§ **Passage**:
Fully T4 Space is T4 Space
Theorem
Let $T = \left({X, \vartheta}\right)$ be a fully $T_4$ space.
Then $T$ is a $T_4$ space.
Proof
From the definition, $T$ is fully $T_4$ iff every open cover of $X$ has a star refinement.
Let $\mathcal U$ be an open cover for $T$.
Then from the definition, there exists a be a cover $\mathcal V$ for $T$ such that:
- $\displaystyle \forall x \in S: \exists U \in \mathcal U: \left({\bigcup \left\{{V \in \mathcal V: x \in V}\right\} }\right) \subseteq U$
$\left({X, \vartheta}\right)$ is a $T_4$ space iff:
- $\forall A, B \in \complement \left({\vartheta}\right), A \cap B = \varnothing: \exists U, V \in \vartheta: A \subseteq U, B \subseteq V, U \cap V = \varnothing$
That is, for any two disjoint closed sets $A, B \subseteq X$ there exist disjoint open sets $U, V \in \vartheta$ containing $A$ and $B$ respectively.

§ **Job 1**:
Recast the paragraph of the topology passage that begins "That is, for any two disjoint closed sets" as a short bulleted list, keeping its main facts.
The topology passage and the records have no connection to each other.

§ **Entries provided**:
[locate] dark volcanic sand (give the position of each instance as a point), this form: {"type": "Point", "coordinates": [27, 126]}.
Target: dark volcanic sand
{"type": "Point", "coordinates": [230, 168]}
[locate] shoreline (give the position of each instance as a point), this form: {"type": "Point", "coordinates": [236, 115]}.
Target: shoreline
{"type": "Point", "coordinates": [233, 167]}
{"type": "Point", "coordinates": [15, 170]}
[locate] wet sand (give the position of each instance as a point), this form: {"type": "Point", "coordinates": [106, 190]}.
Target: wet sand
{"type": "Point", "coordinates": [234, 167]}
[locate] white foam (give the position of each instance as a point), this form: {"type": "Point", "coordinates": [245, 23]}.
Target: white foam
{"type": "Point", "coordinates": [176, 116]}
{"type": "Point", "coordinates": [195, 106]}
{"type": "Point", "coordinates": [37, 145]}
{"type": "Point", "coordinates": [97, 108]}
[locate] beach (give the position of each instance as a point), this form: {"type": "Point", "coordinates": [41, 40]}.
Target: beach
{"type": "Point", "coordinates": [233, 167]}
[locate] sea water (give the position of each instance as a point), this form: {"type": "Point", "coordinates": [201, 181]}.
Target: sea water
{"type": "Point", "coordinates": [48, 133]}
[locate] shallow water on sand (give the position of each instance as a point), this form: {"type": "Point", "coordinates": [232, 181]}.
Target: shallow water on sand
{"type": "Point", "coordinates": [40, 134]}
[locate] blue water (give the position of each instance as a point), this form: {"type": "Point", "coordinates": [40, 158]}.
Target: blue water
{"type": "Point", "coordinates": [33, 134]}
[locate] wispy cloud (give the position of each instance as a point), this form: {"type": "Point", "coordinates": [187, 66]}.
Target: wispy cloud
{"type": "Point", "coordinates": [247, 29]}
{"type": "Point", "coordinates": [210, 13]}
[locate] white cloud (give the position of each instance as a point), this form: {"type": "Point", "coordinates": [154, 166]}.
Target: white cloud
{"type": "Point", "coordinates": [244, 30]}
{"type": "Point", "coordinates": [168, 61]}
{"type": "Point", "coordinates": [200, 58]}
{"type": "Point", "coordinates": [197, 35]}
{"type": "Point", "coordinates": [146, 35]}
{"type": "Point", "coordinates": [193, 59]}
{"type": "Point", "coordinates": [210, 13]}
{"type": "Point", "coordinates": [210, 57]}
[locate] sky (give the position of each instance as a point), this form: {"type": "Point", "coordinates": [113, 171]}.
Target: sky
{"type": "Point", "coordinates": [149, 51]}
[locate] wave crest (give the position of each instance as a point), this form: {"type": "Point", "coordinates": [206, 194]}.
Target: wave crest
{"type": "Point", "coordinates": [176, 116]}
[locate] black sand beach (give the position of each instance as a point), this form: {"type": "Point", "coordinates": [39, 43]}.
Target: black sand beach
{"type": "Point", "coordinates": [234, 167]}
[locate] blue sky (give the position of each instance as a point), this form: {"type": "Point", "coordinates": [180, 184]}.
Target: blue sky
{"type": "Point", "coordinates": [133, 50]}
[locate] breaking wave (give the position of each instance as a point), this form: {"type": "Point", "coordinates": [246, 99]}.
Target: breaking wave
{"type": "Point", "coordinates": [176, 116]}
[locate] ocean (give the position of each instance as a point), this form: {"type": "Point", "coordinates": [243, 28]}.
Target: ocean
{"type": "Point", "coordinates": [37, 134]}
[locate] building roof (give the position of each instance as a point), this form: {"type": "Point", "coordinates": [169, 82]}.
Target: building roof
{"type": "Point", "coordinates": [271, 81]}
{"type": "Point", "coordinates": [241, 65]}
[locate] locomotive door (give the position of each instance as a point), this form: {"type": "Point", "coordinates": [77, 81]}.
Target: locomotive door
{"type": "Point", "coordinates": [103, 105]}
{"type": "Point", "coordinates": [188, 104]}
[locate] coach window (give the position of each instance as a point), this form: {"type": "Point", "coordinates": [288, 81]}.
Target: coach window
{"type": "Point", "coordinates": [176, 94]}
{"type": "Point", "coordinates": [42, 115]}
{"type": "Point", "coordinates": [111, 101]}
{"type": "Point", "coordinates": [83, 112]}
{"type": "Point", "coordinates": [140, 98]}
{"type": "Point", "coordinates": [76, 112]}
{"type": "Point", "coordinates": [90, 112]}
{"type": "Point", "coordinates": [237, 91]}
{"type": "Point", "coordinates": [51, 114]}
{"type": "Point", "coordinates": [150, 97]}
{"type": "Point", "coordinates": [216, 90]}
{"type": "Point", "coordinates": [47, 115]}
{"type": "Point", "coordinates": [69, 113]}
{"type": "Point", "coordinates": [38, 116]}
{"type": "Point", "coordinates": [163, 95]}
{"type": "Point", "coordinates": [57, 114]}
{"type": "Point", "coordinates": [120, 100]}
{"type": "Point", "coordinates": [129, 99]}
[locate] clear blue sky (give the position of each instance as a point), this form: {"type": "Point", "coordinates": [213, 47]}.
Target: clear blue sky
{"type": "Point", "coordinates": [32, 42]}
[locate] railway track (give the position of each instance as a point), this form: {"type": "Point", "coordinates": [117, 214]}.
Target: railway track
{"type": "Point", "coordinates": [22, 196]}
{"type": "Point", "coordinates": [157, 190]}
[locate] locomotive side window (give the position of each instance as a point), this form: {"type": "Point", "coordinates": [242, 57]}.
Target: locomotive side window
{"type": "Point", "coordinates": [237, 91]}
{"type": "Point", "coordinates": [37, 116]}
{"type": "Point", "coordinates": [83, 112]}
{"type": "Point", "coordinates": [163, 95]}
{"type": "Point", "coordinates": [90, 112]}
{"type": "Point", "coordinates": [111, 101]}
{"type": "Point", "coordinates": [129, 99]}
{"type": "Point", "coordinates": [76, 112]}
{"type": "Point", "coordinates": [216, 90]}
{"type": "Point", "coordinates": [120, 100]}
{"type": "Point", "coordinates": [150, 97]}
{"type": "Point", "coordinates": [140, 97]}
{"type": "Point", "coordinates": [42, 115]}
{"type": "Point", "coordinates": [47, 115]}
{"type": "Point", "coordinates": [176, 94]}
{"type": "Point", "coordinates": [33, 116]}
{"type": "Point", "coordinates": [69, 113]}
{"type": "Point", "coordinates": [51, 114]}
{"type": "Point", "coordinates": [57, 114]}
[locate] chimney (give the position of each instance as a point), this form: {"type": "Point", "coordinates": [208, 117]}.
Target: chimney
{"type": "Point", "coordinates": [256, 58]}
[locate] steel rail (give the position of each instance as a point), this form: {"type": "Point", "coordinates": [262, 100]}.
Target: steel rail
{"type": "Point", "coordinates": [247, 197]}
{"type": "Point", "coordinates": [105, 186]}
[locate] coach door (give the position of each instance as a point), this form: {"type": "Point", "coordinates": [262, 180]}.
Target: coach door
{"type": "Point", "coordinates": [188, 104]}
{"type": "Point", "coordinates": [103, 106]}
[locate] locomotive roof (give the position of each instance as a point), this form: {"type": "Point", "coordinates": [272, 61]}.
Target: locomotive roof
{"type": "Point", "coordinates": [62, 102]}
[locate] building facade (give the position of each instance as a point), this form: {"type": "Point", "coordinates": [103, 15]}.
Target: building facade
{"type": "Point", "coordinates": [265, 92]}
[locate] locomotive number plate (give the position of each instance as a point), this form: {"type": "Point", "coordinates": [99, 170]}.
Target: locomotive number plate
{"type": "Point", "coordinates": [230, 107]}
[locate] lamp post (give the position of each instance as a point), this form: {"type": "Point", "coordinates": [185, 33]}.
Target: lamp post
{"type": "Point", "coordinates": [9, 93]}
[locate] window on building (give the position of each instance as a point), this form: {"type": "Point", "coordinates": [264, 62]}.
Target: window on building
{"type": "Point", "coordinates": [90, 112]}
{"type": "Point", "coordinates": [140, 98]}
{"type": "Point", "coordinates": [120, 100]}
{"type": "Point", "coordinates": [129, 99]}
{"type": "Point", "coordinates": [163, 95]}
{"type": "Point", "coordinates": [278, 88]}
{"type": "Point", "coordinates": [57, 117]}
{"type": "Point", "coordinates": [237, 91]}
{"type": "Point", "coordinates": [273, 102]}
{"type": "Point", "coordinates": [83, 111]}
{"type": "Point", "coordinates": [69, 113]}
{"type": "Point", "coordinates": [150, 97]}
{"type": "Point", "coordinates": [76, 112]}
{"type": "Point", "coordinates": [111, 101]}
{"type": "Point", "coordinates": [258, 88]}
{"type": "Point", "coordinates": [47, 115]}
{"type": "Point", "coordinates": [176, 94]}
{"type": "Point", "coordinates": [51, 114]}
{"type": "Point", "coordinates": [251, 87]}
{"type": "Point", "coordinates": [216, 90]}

§ **Job 2**:
Count the lines of the records that contain the string "dark", matching case exactly, and reply with the number only.

§ **Worked answer 1**:
- Take any two disjoint closed sets $A, B \subseteq X$.
- There are disjoint open sets $U, V \in \vartheta$.
- $U$ contains $A$ and $V$ contains $B$.

§ **Worked answer 2**:
2